WORK TO COMPLETE
What do the lines say from the one containing "Can you spot the distant valley" to the end of the records? Restate them word for word, and only those.

(Excerpts of pointing data)
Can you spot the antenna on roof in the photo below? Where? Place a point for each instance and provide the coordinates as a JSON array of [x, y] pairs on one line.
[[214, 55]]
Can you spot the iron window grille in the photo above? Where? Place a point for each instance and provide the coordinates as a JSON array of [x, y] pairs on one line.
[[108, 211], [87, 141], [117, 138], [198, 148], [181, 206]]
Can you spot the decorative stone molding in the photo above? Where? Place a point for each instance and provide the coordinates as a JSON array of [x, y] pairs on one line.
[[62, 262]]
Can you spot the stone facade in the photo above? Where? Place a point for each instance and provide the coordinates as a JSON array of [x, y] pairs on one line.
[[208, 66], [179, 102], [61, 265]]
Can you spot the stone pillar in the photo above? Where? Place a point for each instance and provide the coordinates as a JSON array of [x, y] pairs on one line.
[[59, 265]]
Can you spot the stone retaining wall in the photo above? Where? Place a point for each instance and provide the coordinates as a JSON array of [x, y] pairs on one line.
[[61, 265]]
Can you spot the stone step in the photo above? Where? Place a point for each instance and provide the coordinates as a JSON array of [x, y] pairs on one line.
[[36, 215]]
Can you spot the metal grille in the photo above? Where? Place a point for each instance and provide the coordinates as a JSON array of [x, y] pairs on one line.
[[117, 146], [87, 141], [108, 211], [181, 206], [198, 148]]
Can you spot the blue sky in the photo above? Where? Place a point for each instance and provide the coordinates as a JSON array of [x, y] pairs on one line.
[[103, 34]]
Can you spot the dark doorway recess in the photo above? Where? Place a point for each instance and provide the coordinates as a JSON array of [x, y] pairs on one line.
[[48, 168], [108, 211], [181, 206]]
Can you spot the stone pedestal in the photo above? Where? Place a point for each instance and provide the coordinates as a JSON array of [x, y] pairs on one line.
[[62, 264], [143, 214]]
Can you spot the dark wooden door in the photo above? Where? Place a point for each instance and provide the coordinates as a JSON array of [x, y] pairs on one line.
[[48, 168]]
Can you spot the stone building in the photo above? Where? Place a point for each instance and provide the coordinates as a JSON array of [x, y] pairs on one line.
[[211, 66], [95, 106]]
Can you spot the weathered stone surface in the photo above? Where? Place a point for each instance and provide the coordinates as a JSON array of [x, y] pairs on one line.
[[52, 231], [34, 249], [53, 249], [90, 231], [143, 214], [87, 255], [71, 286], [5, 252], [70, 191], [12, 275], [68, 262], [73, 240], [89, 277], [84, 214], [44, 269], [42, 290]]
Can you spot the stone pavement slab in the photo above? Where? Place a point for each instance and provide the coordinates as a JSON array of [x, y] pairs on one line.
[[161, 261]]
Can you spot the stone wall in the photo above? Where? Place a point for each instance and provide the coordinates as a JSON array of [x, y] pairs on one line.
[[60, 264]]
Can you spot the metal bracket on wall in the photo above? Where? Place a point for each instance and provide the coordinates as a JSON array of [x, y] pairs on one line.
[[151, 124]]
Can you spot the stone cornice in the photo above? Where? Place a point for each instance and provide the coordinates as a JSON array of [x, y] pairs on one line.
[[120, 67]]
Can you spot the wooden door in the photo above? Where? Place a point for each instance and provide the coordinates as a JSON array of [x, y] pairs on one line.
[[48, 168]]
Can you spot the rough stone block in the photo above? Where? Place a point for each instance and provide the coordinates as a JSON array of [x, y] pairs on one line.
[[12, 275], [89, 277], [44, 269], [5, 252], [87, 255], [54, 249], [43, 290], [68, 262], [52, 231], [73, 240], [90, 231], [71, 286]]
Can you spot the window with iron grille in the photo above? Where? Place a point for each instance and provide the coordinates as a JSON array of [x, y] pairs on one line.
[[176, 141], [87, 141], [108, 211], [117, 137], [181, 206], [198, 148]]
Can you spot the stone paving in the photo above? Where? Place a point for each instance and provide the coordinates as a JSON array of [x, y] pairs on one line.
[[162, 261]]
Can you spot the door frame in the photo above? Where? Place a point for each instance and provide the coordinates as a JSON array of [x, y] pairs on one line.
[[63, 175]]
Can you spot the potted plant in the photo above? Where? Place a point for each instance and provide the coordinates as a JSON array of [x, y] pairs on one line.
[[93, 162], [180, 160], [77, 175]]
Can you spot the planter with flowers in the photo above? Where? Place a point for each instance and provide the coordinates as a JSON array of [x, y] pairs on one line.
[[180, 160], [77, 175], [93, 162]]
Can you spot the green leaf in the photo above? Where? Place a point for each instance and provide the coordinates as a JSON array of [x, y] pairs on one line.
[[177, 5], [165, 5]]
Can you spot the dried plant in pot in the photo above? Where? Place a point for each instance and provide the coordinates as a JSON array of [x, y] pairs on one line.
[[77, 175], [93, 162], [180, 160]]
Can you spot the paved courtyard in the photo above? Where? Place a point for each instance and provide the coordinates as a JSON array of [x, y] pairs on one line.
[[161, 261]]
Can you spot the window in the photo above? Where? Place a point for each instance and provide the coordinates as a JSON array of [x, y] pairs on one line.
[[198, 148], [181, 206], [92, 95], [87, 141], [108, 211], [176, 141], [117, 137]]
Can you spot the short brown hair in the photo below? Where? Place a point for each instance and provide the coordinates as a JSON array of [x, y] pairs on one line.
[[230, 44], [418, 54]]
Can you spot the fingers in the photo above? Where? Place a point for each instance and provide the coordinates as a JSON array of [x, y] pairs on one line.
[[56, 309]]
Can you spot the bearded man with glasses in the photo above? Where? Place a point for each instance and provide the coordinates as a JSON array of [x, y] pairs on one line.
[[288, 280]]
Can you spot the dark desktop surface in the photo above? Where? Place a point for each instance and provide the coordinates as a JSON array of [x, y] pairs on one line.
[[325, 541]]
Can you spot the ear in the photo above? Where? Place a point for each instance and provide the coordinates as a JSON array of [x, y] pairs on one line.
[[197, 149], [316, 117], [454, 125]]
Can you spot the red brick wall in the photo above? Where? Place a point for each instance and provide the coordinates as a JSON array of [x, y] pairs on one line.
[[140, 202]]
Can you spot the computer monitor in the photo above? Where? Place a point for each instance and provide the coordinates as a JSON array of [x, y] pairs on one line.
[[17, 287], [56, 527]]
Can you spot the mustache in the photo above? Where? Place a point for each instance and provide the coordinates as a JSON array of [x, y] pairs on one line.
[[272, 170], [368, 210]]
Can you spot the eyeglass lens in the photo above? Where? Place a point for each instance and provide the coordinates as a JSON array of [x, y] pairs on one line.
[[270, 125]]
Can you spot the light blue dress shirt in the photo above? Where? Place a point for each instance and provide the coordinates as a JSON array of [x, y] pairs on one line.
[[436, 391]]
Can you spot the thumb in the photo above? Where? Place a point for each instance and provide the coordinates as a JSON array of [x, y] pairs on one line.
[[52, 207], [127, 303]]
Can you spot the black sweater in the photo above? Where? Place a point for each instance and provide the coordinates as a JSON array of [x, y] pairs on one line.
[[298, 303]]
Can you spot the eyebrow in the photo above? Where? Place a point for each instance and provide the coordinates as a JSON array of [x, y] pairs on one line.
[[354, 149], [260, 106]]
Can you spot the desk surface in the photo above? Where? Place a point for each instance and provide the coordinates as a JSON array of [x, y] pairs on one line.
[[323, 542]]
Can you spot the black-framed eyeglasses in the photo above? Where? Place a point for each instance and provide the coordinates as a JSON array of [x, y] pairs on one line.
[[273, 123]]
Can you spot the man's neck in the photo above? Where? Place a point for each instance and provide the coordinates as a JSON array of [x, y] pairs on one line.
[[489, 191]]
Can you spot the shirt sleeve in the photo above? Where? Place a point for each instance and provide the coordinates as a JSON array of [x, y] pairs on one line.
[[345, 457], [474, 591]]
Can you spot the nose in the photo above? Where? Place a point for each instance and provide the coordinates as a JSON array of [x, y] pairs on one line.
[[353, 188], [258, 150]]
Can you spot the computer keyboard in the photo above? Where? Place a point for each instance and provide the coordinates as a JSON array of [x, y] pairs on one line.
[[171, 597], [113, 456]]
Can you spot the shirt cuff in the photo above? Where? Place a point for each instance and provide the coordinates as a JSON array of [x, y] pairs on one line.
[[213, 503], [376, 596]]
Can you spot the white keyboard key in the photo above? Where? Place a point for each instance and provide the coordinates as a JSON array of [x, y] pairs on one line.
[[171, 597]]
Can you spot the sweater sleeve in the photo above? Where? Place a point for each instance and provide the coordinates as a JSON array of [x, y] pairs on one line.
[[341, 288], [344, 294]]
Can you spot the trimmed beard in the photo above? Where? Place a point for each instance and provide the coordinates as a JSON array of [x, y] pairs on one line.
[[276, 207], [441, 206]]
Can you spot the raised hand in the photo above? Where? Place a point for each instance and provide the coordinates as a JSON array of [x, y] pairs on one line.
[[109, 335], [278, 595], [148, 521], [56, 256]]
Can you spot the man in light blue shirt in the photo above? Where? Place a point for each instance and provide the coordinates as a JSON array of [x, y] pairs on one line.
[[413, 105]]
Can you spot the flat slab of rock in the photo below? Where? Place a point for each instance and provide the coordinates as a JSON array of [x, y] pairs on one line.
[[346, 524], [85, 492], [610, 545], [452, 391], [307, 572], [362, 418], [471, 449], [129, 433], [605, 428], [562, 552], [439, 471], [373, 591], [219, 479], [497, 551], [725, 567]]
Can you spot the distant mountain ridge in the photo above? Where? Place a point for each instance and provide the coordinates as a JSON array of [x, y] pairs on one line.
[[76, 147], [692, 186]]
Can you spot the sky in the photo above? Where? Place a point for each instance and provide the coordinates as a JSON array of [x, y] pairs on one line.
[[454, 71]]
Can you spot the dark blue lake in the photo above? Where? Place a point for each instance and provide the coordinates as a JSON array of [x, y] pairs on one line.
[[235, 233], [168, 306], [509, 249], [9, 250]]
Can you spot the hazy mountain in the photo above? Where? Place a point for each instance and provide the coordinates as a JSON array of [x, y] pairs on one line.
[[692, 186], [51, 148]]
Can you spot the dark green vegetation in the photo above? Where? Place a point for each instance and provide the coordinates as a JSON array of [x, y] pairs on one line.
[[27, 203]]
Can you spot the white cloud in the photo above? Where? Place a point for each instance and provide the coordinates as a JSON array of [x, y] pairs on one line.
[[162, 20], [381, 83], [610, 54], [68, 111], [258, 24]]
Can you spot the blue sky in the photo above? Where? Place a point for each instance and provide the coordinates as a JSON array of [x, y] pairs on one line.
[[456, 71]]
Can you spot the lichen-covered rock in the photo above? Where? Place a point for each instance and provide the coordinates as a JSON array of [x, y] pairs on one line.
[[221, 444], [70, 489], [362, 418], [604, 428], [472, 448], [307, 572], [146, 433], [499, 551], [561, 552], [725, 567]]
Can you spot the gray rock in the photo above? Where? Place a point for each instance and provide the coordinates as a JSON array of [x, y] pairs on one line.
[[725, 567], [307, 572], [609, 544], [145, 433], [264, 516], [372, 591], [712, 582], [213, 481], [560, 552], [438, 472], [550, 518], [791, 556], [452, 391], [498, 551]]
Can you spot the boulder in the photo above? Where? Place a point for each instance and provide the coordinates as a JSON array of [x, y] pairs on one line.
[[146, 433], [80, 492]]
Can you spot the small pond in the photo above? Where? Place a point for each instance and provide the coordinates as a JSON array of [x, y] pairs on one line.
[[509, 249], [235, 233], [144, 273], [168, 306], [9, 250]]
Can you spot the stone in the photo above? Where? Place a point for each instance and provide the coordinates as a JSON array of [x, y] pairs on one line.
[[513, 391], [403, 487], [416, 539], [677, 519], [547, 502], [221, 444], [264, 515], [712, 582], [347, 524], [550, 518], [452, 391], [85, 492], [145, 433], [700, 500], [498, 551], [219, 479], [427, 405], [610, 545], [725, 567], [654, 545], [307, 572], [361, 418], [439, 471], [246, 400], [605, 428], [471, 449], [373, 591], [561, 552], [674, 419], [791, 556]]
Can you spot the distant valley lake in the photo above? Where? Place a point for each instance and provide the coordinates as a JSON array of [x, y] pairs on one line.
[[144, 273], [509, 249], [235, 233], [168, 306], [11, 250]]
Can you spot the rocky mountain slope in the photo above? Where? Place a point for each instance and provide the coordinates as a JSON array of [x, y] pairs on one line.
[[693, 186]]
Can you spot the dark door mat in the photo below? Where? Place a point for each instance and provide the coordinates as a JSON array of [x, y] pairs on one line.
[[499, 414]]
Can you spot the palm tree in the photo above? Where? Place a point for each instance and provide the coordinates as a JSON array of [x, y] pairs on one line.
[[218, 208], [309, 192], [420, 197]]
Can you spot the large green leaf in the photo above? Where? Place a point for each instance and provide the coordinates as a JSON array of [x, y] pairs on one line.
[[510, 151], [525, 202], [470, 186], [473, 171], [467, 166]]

RESULT FOR THIS TASK
Can you spot the distant valley lake in the photo above? Where? Place a point for each instance and provide the coordinates as a JSON array of [x, y] pairs on one line.
[[144, 273], [509, 249], [235, 233], [168, 306], [11, 250]]
Can you spot the rocky mountain slope in the photo above? Where? Place a point for each instance and provide the coordinates as a JSON array of [x, y] pairs on one line.
[[693, 186]]
Can you spot the dark door mat in the photo below? Where? Place a point for each instance and provide the coordinates as a JSON array of [x, y] pairs on one line.
[[499, 414]]
Can you spot the palm tree in the photo above? Where? Place a point for each instance and provide the coordinates as a JSON array of [x, y] pairs on one line.
[[218, 208], [309, 192], [420, 197]]
Can you spot the large green leaf in the photo above? Where? Place a point for each instance and provide the coordinates as a JSON array of [x, y] pairs on one line.
[[510, 151], [525, 202], [470, 186], [473, 171], [467, 166]]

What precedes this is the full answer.